**Stated problem:** Report every line of the data below that contains the word "shirt".

....

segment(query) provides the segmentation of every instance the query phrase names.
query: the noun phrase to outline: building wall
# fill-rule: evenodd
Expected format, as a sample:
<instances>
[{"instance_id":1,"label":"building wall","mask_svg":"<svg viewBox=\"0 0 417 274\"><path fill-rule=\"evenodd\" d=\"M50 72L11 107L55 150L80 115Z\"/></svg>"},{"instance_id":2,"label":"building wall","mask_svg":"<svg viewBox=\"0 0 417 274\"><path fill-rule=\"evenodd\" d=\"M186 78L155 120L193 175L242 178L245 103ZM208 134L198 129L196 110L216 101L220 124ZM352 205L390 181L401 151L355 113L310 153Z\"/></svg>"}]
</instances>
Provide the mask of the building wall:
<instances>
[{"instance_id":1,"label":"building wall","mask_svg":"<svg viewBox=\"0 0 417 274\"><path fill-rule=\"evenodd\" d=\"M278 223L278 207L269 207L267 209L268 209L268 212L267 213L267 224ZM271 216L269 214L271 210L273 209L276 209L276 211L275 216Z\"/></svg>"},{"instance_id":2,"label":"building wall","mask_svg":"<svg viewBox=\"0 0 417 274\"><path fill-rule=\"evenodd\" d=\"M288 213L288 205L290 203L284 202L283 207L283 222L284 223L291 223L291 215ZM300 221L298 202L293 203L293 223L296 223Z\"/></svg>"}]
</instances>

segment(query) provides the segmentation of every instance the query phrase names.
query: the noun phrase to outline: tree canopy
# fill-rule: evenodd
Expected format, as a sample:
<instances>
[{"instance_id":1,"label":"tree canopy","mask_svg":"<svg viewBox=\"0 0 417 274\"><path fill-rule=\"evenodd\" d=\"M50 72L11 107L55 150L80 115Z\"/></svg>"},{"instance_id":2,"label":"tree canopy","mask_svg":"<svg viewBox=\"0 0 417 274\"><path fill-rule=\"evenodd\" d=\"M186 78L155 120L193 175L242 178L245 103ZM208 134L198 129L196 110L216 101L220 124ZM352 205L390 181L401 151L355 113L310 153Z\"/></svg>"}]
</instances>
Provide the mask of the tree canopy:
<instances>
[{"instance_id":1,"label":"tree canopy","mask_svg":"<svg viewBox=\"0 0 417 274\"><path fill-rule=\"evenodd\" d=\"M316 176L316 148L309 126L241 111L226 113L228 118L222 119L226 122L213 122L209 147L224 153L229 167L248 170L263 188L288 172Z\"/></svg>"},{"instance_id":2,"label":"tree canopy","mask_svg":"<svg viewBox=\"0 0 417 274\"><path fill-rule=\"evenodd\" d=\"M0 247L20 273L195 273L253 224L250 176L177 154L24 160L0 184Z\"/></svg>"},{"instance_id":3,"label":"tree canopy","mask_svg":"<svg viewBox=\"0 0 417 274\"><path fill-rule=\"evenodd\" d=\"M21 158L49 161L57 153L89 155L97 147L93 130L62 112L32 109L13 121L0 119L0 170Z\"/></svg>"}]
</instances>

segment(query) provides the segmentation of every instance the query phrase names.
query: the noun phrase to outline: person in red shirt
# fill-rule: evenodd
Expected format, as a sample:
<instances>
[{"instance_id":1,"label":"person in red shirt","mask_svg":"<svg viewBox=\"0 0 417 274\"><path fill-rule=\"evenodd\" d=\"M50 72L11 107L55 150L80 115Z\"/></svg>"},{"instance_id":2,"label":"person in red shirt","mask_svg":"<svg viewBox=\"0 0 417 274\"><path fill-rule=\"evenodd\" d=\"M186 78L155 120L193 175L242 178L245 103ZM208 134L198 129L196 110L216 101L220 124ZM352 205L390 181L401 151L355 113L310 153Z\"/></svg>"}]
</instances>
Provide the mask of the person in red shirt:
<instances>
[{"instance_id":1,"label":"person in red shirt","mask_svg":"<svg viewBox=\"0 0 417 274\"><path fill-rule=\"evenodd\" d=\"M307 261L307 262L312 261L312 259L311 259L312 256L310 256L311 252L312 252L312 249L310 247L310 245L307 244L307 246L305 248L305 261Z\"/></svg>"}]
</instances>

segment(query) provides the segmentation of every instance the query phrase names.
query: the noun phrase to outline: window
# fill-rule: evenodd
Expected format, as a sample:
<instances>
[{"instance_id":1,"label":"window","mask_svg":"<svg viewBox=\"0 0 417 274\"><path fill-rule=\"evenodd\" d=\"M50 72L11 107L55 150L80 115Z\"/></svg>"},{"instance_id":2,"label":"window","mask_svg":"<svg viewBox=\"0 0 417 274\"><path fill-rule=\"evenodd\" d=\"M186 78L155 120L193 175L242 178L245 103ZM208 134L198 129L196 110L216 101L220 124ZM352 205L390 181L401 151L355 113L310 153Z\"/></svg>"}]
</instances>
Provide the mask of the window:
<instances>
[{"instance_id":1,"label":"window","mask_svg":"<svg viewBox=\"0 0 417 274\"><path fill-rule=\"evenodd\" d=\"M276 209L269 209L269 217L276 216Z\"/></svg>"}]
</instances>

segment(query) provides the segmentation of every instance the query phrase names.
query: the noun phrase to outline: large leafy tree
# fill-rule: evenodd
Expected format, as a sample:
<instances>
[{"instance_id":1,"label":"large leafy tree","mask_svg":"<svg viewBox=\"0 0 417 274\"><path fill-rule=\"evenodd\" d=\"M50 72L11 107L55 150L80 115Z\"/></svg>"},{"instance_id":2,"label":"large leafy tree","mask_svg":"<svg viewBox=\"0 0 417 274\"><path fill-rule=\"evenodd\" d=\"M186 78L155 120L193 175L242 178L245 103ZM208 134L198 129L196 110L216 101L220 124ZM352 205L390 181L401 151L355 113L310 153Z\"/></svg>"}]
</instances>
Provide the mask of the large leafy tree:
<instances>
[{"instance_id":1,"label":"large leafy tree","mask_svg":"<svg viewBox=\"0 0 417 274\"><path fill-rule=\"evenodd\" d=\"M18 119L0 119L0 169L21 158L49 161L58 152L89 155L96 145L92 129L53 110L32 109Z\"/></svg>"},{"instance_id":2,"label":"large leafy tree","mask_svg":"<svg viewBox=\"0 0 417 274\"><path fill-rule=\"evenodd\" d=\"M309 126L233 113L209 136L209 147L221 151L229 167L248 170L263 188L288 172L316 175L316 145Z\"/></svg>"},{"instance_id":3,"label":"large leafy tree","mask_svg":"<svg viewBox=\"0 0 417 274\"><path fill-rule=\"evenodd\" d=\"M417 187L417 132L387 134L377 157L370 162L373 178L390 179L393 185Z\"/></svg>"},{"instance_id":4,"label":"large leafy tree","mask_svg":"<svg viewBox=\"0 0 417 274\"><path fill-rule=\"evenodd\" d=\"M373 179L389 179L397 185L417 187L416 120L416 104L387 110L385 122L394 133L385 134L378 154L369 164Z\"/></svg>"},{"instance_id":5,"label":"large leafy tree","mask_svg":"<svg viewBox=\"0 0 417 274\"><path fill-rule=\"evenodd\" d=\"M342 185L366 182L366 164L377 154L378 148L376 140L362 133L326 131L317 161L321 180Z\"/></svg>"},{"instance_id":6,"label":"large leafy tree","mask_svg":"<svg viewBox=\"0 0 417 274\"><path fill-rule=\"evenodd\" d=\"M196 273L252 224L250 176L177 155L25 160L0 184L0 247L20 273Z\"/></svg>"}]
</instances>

....

**Solution below:**
query: the noun phrase to outline: person in red shirt
[{"instance_id":1,"label":"person in red shirt","mask_svg":"<svg viewBox=\"0 0 417 274\"><path fill-rule=\"evenodd\" d=\"M50 72L11 107L55 150L80 115Z\"/></svg>"},{"instance_id":2,"label":"person in red shirt","mask_svg":"<svg viewBox=\"0 0 417 274\"><path fill-rule=\"evenodd\" d=\"M186 78L155 120L193 175L242 178L245 103ZM208 134L198 129L196 110L216 101L220 124ZM352 205L390 181L401 151L355 113L310 153Z\"/></svg>"}]
Provide the mask of the person in red shirt:
[{"instance_id":1,"label":"person in red shirt","mask_svg":"<svg viewBox=\"0 0 417 274\"><path fill-rule=\"evenodd\" d=\"M307 261L307 262L312 261L312 259L311 259L312 256L310 256L311 252L312 252L312 249L310 247L310 245L307 244L307 246L305 248L305 261Z\"/></svg>"}]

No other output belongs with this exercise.